• _Selected extract_
Link Search Menu Expand Document

How to remove EU responses that have reached the retention deadline in R

This sample R code can remove EU responses in the microdata that have reached the 2-year retention deadline. These responses will be removed from the microdata CSV by specifying the file path and date to remove. The output will rewrite the origin file.


# Load packages needed
library(tidyverse)
library(lubridate)

# First specify which data set you would like to clean
filepath <- "FilePathToCTISData.csv"

# Import the data
CTISData <- read_csv(filepath)

# Determine current cutoff date
CurrentCutoffDate = ymd(Sys.Date()) - years(2)

# List of countries affected
CountryList <- 
  c("Austria","Belgium","Bulgaria", "Croatia", "Cyprus", "Czech Republic", 
  "Denmark", "Estonia",  "Finland", "France", "Germany","Greece", "Hungary", 
  "Ireland", "Italy",  "Latvia",  "Lithuania",  "Luxembourg", "Malta",  
  "Netherlands",  "Poland", "Portugal", "Romania",  "Slovakia", "Slovenia", 
  "Spain","Sweden", "United Kingdom",  "Iceland",  "Norway",  "Andorra", 
  "Switzerland")

CTISData <- CTISData %>%
  # Default when importing the data is UTC for readr, 
  # but the dates were recorded in GMT-7 (America/Los Angeles)

• _Instructions_
[1] List every country in the R guide's country list whose name begins with the letter S.
[2] Write the next part of the R guide on removing EU responses past the retention deadline, starting right after its last line.
The material after this point comes from a separate source and is unrelated to the page above.

• _Source material_
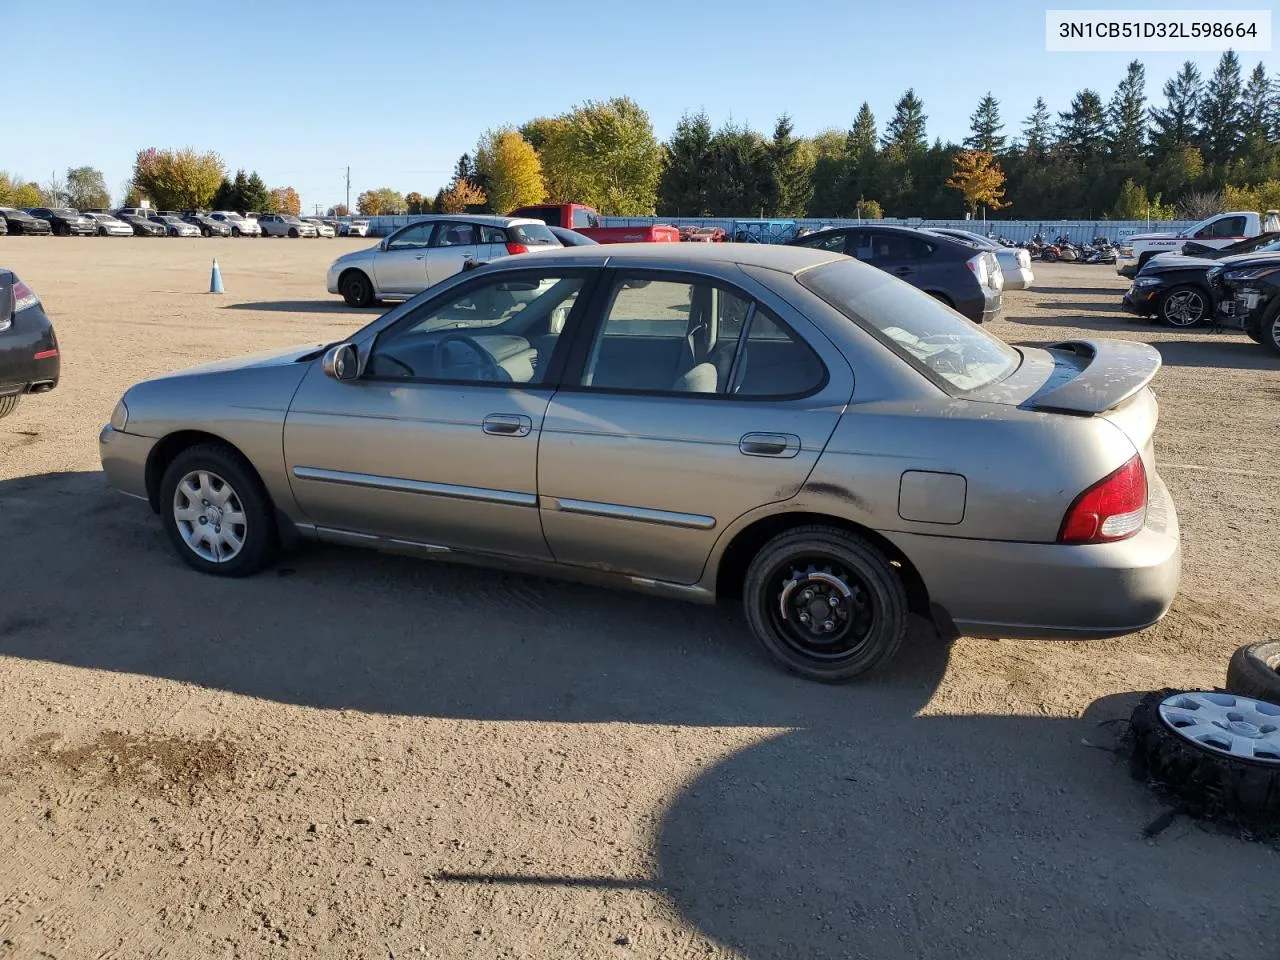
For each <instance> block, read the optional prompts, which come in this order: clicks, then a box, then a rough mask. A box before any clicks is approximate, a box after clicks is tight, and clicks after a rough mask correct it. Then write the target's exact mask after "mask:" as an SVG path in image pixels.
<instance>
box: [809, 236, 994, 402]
mask: <svg viewBox="0 0 1280 960" xmlns="http://www.w3.org/2000/svg"><path fill="white" fill-rule="evenodd" d="M796 279H797V280H799V282H800V284H801V285H803V287H805V288H808V289H809V291H812V292H813V293H815V294H818V296H819V297H822V300H824V301H826V302H827V303H829V305H831V306H833V307H835V308H836V310H838V311H840V312H841V314H844V315H845V316H847V317H849V319H850V320H852V321H854V323H856V324H859V325H860V326H863V328H864V329H865V330H867V332H868V333H870V334H872V335H873V337H876V338H877V339H878V340H881V342H882V343H883V344H884V346H886V347H888V349H891V351H893V352H895V353H897V355H899V356H901V357H902V358H904V360H906V361H908V362H909V364H910V365H911V366H914V367H915V369H916V370H919V371H920V372H922V374H923V375H924V376H927V378H928V379H931V380H933V381H934V383H937V384H938V385H941V387H943V389H946V390H947V392H950V393H966V392H969V390H975V389H978V388H979V387H986V385H987V384H989V383H996V381H997V380H1002V379H1005V378H1006V376H1007V375H1009V374H1011V372H1012V371H1014V370H1016V369H1018V364H1019V353H1018V351H1015V349H1014V348H1012V347H1010V346H1009V344H1006V343H1005V342H1004V340H1001V339H997V338H996V337H992V335H991V334H989V333H987V332H984V330H983V329H982V328H979V326H975V325H974V324H972V323H969V321H968V320H965V319H964V317H963V316H960V315H959V314H956V312H954V311H952V310H950V308H947V307H945V306H942V305H941V303H940V302H938V301H936V300H934V298H933V297H931V296H929V294H928V293H923V292H922V291H918V289H916V288H914V287H910V285H908V284H905V283H900V282H897V280H896V279H895V278H892V276H890V275H887V274H881V273H876V271H869V270H864V269H861V268H859V266H858V265H856V264H850V262H847V261H846V262H832V264H824V265H823V266H819V268H817V269H814V270H805V271H804V273H801V274H799V275H797V276H796Z"/></svg>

• _Results for each task_
[1] Slovakia, Slovenia, Spain, Sweden, Switzerland

[2]
  mutate(RecordedDate = force_tz(RecordedDate, "America/Los_Angeles")) %>%
  filter(
    # Individual data from ROW will be kept for all dates
    # Individual data from EU not older than two years will be kept
    survey_region == "ROW" & !(country_agg %in% CountryList)| 
    survey_region == "EU" & RecordedDate > CurrentCutoffDate |
    country_agg %in% CountryList & RecordedDate > CurrentCutoffDate
    )

# Save your data
write_csv(x = CTISData, file = filepath)

How to remove EU responses that have reached the retention deadline in Python

This sample Python code can remove EU responses in the microdata that have reached the 2-year retention deadline. These responses will be removed from the microdata CSV by specifying the file path and the date range to remove. The output will rewrite the origin file.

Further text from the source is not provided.